_What this task involves_
In the records below, starting with the line that contains "Given the image above, detect black sneaker" and continuing through the end of the records, rescale every bounding box coordinate by multiplying it by 0.85 and rounding to the nearest whole number, with halves rounded up. Reproduce only those lines, keeping all other lines and text unchanged.

───── Dataset excerpts ─────

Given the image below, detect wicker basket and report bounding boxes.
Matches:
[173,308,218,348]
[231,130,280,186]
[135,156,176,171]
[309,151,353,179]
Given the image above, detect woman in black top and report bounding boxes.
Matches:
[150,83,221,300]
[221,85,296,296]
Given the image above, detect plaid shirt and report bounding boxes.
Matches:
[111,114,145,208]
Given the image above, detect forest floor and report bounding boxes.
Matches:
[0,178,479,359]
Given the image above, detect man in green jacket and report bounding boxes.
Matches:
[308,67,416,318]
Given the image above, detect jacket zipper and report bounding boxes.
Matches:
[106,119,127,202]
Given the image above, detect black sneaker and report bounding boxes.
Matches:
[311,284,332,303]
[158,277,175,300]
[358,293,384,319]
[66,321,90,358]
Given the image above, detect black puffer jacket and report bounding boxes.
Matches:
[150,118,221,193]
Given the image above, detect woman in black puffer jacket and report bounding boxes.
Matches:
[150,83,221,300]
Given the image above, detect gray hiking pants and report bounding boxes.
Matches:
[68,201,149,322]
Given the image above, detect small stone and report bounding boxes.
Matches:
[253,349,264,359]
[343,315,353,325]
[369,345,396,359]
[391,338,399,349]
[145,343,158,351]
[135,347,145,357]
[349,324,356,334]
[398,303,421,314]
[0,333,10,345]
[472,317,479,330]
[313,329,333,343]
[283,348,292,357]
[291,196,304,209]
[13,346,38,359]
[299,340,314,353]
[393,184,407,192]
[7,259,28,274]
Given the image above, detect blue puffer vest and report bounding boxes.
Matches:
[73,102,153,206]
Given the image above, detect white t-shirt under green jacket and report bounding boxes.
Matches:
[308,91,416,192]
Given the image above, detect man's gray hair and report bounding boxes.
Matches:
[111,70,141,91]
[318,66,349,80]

─────

_Complete answer_
Given the image above, detect black sneaker and report bounding boxes.
Matches:
[264,241,282,258]
[134,235,149,255]
[304,249,326,271]
[56,273,77,304]
Given the image above, detect black puffer jacket and report bounding boxes.
Matches:
[128,100,188,164]
Given the image above, detect woman in black puffer jacket and report bounding boxes.
Matches:
[128,71,188,255]
Given the image above, detect gray hiking pants and report bounding boxes.
Matches:
[58,171,127,274]
Given the image above, detect small stone and report bounding boxes.
Matches:
[215,297,224,305]
[292,268,300,276]
[314,293,337,305]
[332,287,339,297]
[123,292,134,298]
[115,295,123,303]
[297,275,303,284]
[338,258,358,267]
[0,283,9,293]
[401,269,407,281]
[266,280,283,292]
[241,296,248,303]
[247,167,258,178]
[11,294,32,305]
[254,289,267,300]
[334,156,346,163]
[6,220,24,233]
Given the image above, detect blue puffer vest and report bounding boxes.
Matches:
[62,87,130,175]
Given the image above, detect white t-shirt under green jacket and report bounding boxes.
Matches:
[262,77,354,163]
Given the image above, detect man's gray hair and report bounding boxes.
Matches:
[94,60,120,77]
[270,56,297,68]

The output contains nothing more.